Your tasks:
• a. Retype the passage of the Miami Lakes traffic-signal article starting with "Councilmembers and staff" and going on through "the mayor said.".
• b. In the Miami Lakes traffic-signal article, what two courses of action did Councilman Garcia urge the council to consider to ensure faster repairs?
• c. Write what follows the last paragraph of the Miami Lakes traffic-signal article.

Text:
Miami Lakes officials told residents on Jan. 14 that fixes to recurring traffic-signal failures depend largely on county and state partners, not the town alone, and urged stronger intergovernmental pressure to reduce outage times.
Town leaders opened the meeting by explaining the legal framework that limits municipal control over traffic engineering. Deputy Town Attorney Lorenzo Cobiella summarized the situation: municipal ownership of roads does not mean full operational authority. "Anything that is engineering in nature...is under the jurisdiction of the county," Cobiella said, describing interlocal agreements and FDOT guidelines that the town must follow.
Councilmembers and staff said the town installed adaptive-signal hardware years ago but does not operate the network. "That was done by the town 2017 2019," Public Works Director Omar Santos said, adding that "the county is the one that will operate that or operates that." Mayor and others said the county recently switched vendors to manage the adaptive system, contributing to rollout delays. "There's also a transition going on...they just had to change over recently to a new company," the mayor said.
Councilman Garcia pressed for firmer action. "Traffic is they're stealing your time," he said, calling the county's response "unacceptable" and urging the council to consider strengthening the interlocal agreement or pursuing litigation to ensure faster repairs.

Information provided:
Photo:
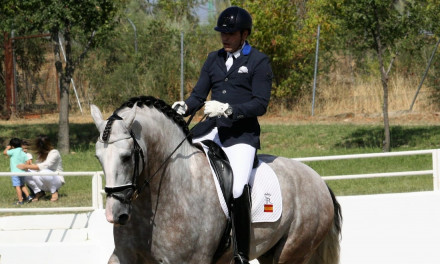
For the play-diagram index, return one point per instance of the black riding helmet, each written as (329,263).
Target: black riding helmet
(234,19)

Answer set:
• a.
Councilmembers and staff said the town installed adaptive-signal hardware years ago but does not operate the network. "That was done by the town 2017 2019," Public Works Director Omar Santos said, adding that "the county is the one that will operate that or operates that." Mayor and others said the county recently switched vendors to manage the adaptive system, contributing to rollout delays. "There's also a transition going on...they just had to change over recently to a new company," the mayor said.

• b. Strengthening the interlocal agreement or pursuing litigation.

• c.
Lieutenant Eddie Ulloa described the sheriff’s office role in operational mitigation, including direct lines to county traffic maintenance and on-site resets that sometimes restore signals. He said officers stationed at key intersections can attempt resets and direct traffic until county crews replace damaged hardware. Ulloa also cited physical damage to control cabinets—"iguanas... have fried some of the circuits"—that require parts replacement by county technicians.
Staff emphasized the operational costs of outages. Ulloa said a persistent malfunction once required three officers to manage the intersection while the signal repeatedly failed, drawing staff away from routine enforcement. Mayor and public‑works staff said the town will continue to press the county, track incidents, and ask for faster vendor response.
The town encouraged residents to report recurring signal problems and said it will pursue both technical fixes (coordination on cabinet upgrades and sealing against animal intrusion) and intergovernmental pressure to shorten repair times. The meeting closed with a pledge to keep residents informed as county and vendor actions proceed.